** TASK INPUT **

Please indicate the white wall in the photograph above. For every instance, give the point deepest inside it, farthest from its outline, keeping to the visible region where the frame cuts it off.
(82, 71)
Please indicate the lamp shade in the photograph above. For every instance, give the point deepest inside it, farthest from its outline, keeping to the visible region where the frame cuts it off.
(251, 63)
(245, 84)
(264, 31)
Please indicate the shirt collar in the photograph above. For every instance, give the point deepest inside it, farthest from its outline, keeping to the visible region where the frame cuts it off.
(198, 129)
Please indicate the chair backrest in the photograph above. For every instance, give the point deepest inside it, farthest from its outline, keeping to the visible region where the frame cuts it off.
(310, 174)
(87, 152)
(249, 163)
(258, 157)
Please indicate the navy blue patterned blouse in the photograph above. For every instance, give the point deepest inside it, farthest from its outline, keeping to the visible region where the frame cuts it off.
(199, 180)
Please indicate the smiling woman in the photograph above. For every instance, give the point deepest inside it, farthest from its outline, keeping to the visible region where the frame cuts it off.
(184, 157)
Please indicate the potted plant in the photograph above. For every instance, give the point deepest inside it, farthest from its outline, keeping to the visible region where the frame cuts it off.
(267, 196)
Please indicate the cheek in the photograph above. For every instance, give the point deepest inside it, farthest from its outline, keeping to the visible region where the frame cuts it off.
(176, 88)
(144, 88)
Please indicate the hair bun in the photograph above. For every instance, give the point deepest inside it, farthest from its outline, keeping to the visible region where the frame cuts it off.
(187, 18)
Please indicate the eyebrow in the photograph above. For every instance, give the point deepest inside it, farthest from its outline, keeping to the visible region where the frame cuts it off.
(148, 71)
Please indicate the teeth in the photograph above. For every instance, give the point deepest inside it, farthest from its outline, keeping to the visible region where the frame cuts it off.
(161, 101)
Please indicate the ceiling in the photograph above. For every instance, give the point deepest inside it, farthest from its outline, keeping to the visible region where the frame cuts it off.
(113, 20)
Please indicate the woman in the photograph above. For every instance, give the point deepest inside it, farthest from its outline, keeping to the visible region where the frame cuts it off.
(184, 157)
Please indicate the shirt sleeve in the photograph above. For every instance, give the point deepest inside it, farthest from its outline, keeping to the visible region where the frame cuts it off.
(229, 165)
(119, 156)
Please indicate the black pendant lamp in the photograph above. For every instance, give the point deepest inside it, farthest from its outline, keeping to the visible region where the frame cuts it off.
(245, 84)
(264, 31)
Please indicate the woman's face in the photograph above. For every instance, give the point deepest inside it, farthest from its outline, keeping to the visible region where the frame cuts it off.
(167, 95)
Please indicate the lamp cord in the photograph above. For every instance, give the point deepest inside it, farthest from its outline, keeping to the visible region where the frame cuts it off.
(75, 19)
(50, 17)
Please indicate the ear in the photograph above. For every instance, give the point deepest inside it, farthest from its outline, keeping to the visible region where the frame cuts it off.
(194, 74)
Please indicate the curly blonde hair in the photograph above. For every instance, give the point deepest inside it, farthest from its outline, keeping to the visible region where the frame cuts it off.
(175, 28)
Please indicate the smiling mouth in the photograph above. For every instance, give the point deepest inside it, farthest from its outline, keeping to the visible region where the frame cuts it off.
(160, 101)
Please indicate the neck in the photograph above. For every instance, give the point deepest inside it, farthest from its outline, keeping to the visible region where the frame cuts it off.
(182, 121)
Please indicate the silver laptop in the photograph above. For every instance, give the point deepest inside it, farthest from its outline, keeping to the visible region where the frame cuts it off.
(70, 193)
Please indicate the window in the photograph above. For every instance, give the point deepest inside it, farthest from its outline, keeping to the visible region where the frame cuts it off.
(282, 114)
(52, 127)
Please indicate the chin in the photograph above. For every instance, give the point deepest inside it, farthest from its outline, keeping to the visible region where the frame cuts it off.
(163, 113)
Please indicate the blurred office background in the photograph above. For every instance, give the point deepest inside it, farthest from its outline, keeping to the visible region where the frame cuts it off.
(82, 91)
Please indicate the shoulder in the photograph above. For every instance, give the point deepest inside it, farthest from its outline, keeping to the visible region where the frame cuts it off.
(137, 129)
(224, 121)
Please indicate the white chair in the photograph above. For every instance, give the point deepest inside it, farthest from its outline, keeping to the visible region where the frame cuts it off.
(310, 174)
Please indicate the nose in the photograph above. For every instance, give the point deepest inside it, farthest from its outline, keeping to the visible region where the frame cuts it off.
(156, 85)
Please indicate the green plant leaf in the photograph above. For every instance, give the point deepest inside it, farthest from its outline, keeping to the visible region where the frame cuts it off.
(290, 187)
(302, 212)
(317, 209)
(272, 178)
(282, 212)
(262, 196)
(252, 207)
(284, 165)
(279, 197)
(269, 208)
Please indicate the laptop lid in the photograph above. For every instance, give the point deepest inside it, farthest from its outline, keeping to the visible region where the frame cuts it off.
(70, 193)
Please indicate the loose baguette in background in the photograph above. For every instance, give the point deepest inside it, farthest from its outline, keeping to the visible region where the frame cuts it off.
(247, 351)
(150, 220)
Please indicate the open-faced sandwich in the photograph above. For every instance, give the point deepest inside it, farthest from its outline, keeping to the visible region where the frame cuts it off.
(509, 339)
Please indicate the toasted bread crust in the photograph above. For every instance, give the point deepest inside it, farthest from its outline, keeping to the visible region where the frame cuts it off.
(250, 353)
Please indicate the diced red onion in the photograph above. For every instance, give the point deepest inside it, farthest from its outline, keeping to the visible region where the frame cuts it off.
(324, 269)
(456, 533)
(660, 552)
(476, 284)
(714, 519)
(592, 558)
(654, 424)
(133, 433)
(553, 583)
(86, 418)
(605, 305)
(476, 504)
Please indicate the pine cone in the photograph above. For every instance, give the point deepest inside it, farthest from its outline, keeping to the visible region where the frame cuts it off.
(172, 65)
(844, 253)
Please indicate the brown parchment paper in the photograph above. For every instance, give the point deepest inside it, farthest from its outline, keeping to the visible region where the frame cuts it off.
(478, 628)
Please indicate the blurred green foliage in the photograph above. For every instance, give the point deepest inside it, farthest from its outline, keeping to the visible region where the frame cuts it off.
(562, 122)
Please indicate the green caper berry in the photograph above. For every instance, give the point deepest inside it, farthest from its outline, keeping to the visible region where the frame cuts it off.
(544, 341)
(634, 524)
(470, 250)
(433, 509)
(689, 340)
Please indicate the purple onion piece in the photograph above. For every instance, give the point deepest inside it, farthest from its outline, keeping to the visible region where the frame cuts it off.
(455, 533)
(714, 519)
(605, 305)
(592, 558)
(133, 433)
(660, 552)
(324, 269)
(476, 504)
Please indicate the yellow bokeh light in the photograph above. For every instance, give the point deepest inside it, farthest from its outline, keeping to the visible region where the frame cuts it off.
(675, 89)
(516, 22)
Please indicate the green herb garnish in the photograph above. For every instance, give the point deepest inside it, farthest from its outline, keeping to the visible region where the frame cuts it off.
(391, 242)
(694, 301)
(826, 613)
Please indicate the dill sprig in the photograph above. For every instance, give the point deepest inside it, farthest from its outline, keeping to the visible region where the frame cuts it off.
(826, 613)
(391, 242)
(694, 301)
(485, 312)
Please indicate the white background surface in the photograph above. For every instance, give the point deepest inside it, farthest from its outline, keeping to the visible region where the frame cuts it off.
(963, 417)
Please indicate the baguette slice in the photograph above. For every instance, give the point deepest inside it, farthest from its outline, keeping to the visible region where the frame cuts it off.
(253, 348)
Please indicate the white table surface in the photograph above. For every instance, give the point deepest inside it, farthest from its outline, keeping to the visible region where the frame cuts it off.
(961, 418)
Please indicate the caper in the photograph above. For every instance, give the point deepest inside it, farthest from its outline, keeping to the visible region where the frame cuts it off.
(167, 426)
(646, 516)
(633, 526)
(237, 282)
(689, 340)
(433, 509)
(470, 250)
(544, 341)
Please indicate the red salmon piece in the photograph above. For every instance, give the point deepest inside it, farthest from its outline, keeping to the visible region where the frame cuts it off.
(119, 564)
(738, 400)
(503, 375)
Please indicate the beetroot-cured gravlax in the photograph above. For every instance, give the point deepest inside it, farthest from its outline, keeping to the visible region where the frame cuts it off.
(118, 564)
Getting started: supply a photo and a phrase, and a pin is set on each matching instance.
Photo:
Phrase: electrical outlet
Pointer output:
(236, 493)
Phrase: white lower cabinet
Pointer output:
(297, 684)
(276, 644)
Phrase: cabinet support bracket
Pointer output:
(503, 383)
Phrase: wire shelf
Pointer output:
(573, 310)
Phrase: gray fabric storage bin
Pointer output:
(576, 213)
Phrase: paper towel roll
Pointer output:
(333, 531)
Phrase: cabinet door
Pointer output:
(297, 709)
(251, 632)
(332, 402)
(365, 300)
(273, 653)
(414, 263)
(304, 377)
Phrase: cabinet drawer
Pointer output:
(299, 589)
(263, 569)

** TASK TO CARRY OUT **
Which lines in the records above hold the string "cabinet"? Copy each of them.

** RESULT **
Phrase: white lower cabinet
Phrase: cabinet support bracket
Phrase: cabinet door
Phrase: cabinet drawer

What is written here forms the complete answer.